• **BRIEF**: Beginning with the line that holds "of the duck." and ending with the last line below, repeat each line exactly, leaving any pictures out.

• **THE INPUT**:
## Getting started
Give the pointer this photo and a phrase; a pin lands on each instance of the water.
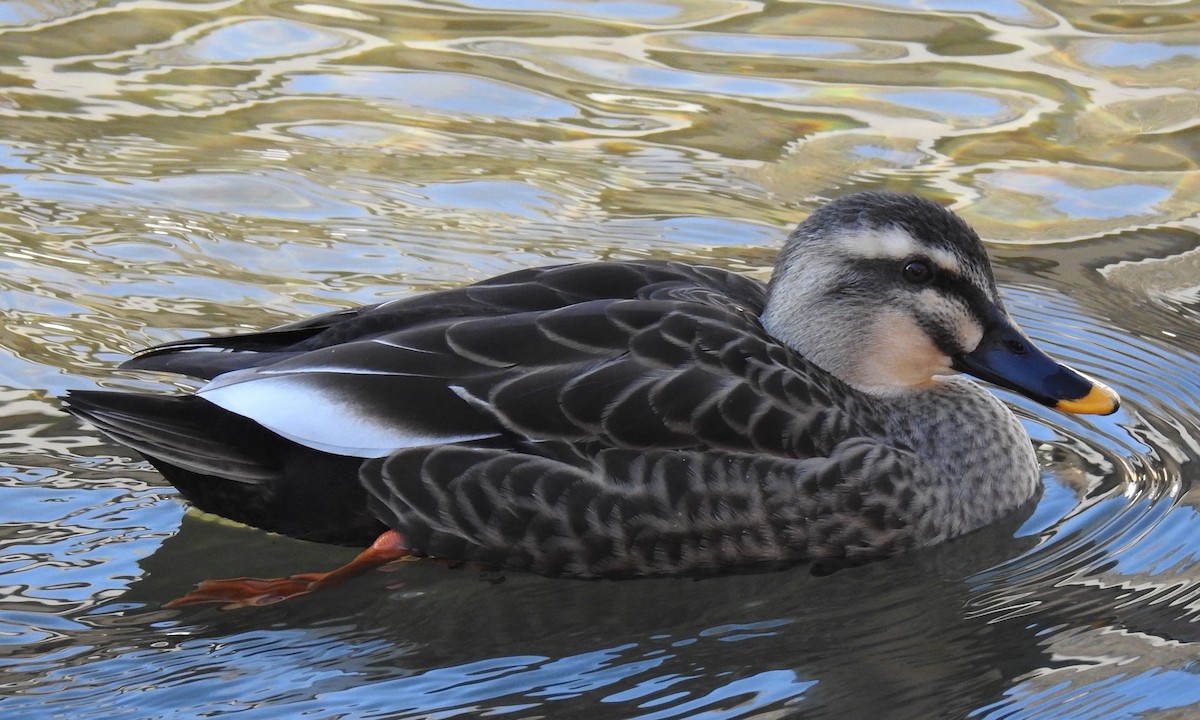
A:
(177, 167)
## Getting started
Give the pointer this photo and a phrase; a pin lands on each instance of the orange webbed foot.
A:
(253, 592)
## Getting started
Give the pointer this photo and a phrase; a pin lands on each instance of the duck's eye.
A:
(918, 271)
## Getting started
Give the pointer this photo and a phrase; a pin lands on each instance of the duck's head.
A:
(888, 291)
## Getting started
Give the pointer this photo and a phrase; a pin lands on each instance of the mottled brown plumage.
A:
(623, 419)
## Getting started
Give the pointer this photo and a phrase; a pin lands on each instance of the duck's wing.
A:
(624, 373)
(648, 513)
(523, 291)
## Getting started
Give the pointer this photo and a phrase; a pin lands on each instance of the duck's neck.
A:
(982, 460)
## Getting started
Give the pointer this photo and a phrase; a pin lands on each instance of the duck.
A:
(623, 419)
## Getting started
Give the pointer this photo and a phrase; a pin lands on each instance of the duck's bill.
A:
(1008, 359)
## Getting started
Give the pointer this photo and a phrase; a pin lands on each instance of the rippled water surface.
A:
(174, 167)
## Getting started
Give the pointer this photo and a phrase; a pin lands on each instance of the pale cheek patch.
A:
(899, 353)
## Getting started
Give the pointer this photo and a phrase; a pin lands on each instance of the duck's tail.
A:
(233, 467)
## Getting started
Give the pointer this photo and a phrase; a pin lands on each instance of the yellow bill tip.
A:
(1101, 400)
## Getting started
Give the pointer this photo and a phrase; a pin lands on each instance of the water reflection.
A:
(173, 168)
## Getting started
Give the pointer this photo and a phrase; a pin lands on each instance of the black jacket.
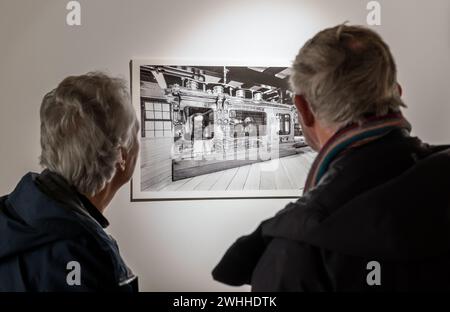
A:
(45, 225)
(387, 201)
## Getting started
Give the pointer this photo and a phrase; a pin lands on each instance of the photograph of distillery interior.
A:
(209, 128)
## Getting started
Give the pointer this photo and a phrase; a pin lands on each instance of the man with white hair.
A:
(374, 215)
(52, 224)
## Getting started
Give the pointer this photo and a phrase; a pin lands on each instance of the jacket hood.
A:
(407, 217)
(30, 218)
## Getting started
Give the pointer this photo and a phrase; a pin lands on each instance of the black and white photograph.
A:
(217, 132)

• **RESULT OF THIS TASK**:
Give the pointer this photo and a phrase; a pin lands on each instance of the duck.
A:
(623, 419)
## Getting started
Give the pointer this photo and a phrase; a pin lands on each instance of the duck's bill.
A:
(1008, 359)
## Getting started
Give the pointer this photo and a phrase; a pin lands on each instance of the rippled water surface.
A:
(174, 167)
## Getting started
Give the pointer this photo and a phrase; a pin lands on each instance of the pale cheek patch.
A:
(899, 353)
## Getting started
Give the pointer this photo and a phrase; a pin lands on each instance of the duck's tail.
A:
(233, 467)
## Getting started
Give the pointer this photo and a phrase; a pin lands on each instance of the yellow bill tip.
A:
(1101, 400)
## Getting started
Give the pointer this photo and a phrase; a pin lands on each instance of the water reflection.
A:
(173, 168)
## Getting started
Give the pointer this photo and a phrase; a pin lands on each instance of the black jacket.
A:
(45, 225)
(387, 201)
## Getting started
Give the pointer this photo and a phrase; a pin lands on each instance of the photograph of distillery interior.
A:
(209, 128)
## Getting started
Give the pointer this photo and a phrase; a pin lands on each instance of the man with white hair.
A:
(374, 215)
(52, 224)
## Getting started
Give the pointer this photo and a phrase; a pin lands on each instance of the jacket hood.
A:
(407, 217)
(30, 218)
## Getting started
Give the pointer this photo and a phrase; a pin lands on each instance of the black and white photograph.
A:
(217, 132)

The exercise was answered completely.